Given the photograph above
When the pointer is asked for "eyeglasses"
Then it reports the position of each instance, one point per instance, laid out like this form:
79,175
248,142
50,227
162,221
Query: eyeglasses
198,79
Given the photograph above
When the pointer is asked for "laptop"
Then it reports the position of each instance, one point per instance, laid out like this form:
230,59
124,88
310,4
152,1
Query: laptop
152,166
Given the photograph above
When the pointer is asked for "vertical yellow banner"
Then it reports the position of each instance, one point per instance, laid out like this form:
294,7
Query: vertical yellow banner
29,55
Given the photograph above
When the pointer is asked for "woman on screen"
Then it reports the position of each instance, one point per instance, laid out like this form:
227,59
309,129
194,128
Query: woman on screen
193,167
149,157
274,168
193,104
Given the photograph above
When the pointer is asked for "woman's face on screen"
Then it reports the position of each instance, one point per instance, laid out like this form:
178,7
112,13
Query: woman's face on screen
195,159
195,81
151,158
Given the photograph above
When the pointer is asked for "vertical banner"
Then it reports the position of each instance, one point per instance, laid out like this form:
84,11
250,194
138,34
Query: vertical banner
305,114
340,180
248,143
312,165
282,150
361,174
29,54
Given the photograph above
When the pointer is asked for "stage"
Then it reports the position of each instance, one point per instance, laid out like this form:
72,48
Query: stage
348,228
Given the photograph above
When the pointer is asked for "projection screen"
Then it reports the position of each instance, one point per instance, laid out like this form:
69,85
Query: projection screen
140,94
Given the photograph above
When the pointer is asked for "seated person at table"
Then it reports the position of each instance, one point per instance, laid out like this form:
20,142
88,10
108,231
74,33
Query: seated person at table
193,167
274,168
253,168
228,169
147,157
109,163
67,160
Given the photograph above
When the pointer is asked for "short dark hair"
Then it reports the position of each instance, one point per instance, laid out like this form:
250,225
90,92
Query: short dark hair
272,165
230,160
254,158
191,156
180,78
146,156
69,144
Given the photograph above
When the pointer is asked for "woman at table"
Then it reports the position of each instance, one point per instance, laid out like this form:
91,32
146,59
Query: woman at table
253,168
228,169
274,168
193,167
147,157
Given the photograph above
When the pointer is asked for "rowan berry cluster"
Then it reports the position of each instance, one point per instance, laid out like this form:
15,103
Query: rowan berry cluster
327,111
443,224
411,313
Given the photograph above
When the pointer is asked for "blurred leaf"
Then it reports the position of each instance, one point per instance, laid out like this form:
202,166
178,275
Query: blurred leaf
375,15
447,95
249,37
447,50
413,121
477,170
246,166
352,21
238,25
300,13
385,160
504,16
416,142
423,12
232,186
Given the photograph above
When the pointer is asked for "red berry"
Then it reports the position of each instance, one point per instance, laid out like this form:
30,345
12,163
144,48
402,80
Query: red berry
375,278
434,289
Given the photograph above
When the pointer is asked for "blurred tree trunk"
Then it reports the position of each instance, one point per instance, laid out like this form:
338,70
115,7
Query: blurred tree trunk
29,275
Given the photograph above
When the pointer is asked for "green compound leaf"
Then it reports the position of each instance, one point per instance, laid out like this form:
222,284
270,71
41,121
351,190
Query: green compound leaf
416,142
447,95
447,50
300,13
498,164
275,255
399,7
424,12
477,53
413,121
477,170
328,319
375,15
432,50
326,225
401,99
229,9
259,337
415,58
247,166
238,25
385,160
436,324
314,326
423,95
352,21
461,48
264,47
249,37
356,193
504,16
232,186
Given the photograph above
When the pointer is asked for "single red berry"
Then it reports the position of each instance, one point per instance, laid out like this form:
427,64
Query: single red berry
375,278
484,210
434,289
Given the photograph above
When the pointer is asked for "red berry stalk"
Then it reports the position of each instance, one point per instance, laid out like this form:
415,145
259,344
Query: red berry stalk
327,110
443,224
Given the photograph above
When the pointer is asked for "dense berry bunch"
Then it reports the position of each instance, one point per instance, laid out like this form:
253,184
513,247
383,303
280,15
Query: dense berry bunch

++++++++++

Stated exercise: Output the full listing without altering anything.

Response below:
Given the photograph above
When the pointer is asked for "eyeglasses"
Then it reports the position of each instance, one point per instance, laid out like this form:
79,175
248,142
50,227
162,221
Query: eyeglasses
198,79
Given the photograph above
When the pointer is asked for "laptop"
Then it reports the position of each instance, one point per instance, laid out like this form:
230,59
124,88
310,4
152,1
Query: laptop
152,166
Given the photograph above
When the pointer is asked for "vertical yellow banner"
Then it reports the position of each instance, one point per instance, laid out like this form:
294,7
Query: vertical yellow banner
29,55
Given the photograph above
When the pointer is asked for "woman on screen"
Then it reports the position of each instance, one point per instance, laid out like this form:
227,59
309,129
194,128
Query: woman on screen
193,167
149,157
274,168
193,104
Given the photograph above
When the pointer is asked for "woman's face on screen"
Then it reports the position of each instance, one point per instance, laid out like this form:
178,7
112,13
Query: woman's face on screen
195,159
195,81
151,158
Given the photograph above
When the pointer is asked for "vertical banner"
Then it reports the position of each instance, one point per instance, laid out like this form:
84,11
250,194
138,34
Query: vertical banner
305,114
340,180
248,143
312,165
282,150
361,174
29,54
Given the photograph above
When the pointer is asked for "stage"
Then it reports the position of each instance, one point per instance, laid out like this form:
72,48
Query: stage
348,228
Given the photograph above
When the pointer is asked for "projection screen"
Then it reports the position of each instance, one point per instance, laid out like this form:
69,85
Query: projection screen
140,94
Given the photograph above
When the pointer is asked for "seated person at table"
Then it reports the position of each instance, one point per instance, laid out like this form:
20,142
88,10
108,231
74,33
Query: seated person at table
193,167
274,168
253,168
228,169
147,157
109,163
67,160
Given the photograph above
When the pointer is asked for "short dark hair"
Then it reports the position of each instance, one point per instance, laid out like this form:
250,225
90,92
Query: short dark hair
272,165
230,160
254,158
191,156
180,78
146,156
69,144
Given the photograph above
When the pointer is asked for "woman at table"
Then it reports the position of each instance, one point per instance, laid out like this form:
91,32
146,59
Query: woman at table
253,168
228,169
274,168
193,167
147,157
Given the photograph above
When the pointer is asked for "rowan berry cluster"
Then it reports the position of each instance, one point per instance, laid out like this form:
15,103
Query: rowan berry cluster
327,111
443,224
411,313
Given the photograph above
When the pointer is asked for "blurred leaf"
Then it reports the position of each instance, one point per instance, laid out like this form:
202,166
178,275
Query: blurred leaf
375,15
447,95
249,37
447,50
413,121
477,170
246,166
352,21
238,25
300,13
385,160
504,16
416,142
423,12
232,186
Given the photograph above
When the pointer is asked for "red berry"
Then it reports the position of each instance, one point per instance, laid out like this form:
30,345
12,163
144,48
402,80
Query: red berry
375,278
434,289
Given the photograph above
When the pointer is asked for "blurred tree trunk"
Then it reports the position of each instance, one point per instance, laid out like this form:
338,70
115,7
Query: blurred tree trunk
29,275
Given the photograph above
When the pointer is asked for "green compound leaf"
Then it reports the position of each instance, one point per instance, laid out like this form:
222,284
270,71
41,121
351,190
Query: green compound leaf
416,142
447,95
447,50
300,13
498,164
275,255
399,7
424,12
477,53
413,121
477,170
328,319
375,15
432,50
326,225
401,99
229,9
259,337
415,58
247,166
238,25
385,160
436,324
314,326
423,95
352,21
461,48
264,47
249,37
356,193
504,16
232,186
Given the photograph above
When the pointer is asked for "single red berry"
Then it reports the position of each instance, one point per instance, laid out like this form:
427,64
Query: single red berry
375,278
484,210
434,289
Given the photograph above
When the pointer is asked for "red berry stalk"
Then it reports the position of each instance, one point per instance, laid out like this form:
415,145
259,344
Query: red berry stalk
327,110
443,224
Given the photograph above
When the pointer is asked for "dense berry bunch"
Then it reports the position of each instance, one point per instance, laid out like this form:
253,184
513,247
383,303
280,15
Query: dense berry bunch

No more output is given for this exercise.